* _Text for analysis_:
Here's where it gets a little weird. The employee asserted that he left work for a medical emergency relating to his depressed son. He also claimed that he had previously notified the employer of his son's special needs via a written letter dated April 30, 2009 addressed to HR Rep Danielle Fritts. He even provided a copy of the letter in discovery.
There's just one problem . . . on April 30, 2009, Danielle's last name was Shultz - she later married and took the last name Fritts. D'oh! Computer forensics confirmed what was obvious given the last name gaffe: the document was created well after April 30, 2009. In fact, the file was created and written on August 1, 2010, after he had commenced his Title VII claim.
The District Court granted the employer's motion for summary judgment. But, the Court also granted the employer's motion for sanctions and dismissed the case on that basis (even though the issue was effectively moot because summary judgment was granted). On appeal, the Third Circuit affirmed both decisions. As to the sanction of dismissal for forging the document, the Court specifically noted: "[t]he District Court also, in the alternative, properly granted Frito Lay’s motion for the sanction of dismissal."

* _Task item A_: In the passage about the forged letter, on what date was the file created and written?
* _Task item B_: Using the passage about the forged letter, explain why the HR representative's name on the letter exposed a problem with its date.
* _Task item C_: Carry on the passage about the forged letter from where it stops.

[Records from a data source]
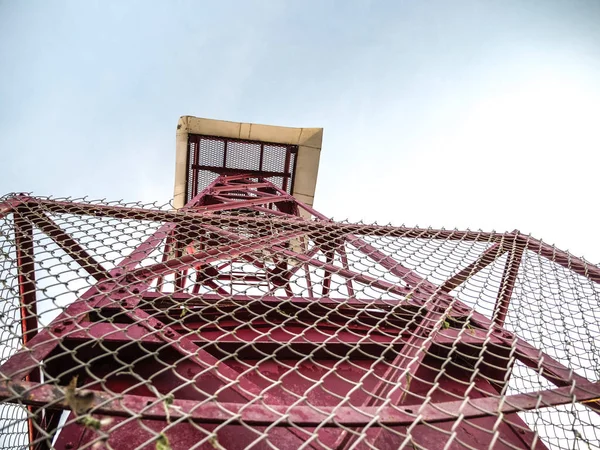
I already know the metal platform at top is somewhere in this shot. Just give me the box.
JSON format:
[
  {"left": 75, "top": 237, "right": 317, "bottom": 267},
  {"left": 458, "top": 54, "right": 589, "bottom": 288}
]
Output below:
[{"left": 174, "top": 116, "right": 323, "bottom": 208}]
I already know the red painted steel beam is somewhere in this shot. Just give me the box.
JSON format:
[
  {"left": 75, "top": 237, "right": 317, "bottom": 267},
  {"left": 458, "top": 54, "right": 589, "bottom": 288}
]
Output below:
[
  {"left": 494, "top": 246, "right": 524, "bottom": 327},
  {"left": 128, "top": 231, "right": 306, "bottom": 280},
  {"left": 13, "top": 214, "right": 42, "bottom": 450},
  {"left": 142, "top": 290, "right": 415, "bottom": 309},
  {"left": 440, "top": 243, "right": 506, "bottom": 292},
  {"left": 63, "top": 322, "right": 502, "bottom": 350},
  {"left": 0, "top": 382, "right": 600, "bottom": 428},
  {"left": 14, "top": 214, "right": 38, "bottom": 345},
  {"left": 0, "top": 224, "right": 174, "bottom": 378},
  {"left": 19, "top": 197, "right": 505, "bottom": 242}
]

* _Task result A_: August 1, 2010.

* _Task result B_: The letter was dated April 30, 2009, and addressed to Danielle Fritts. On that date her last name was Shultz, and she took the name Fritts only after she later married.

* _Task result C_:
What was this guy thinking? "SMH" (shaking my head), as the kids say. Easy takeaway: don't forge documents. For future reference, the Third Circuit employs a six-factor test for determining whether dismissal is an appropriate sanction:
(1) the extent of the party’s personal responsibility;
(2) the prejudice to the adversary caused by the conduct at issue;
(3) a history of dilatoriness;
(4) whether the conduct of the party was willful or in bad faith;
(5) the effectiveness of sanctions other than dismissal, which entails an analysis of alternative sanctions; and
(6) the meritoriousness of the claim or defense.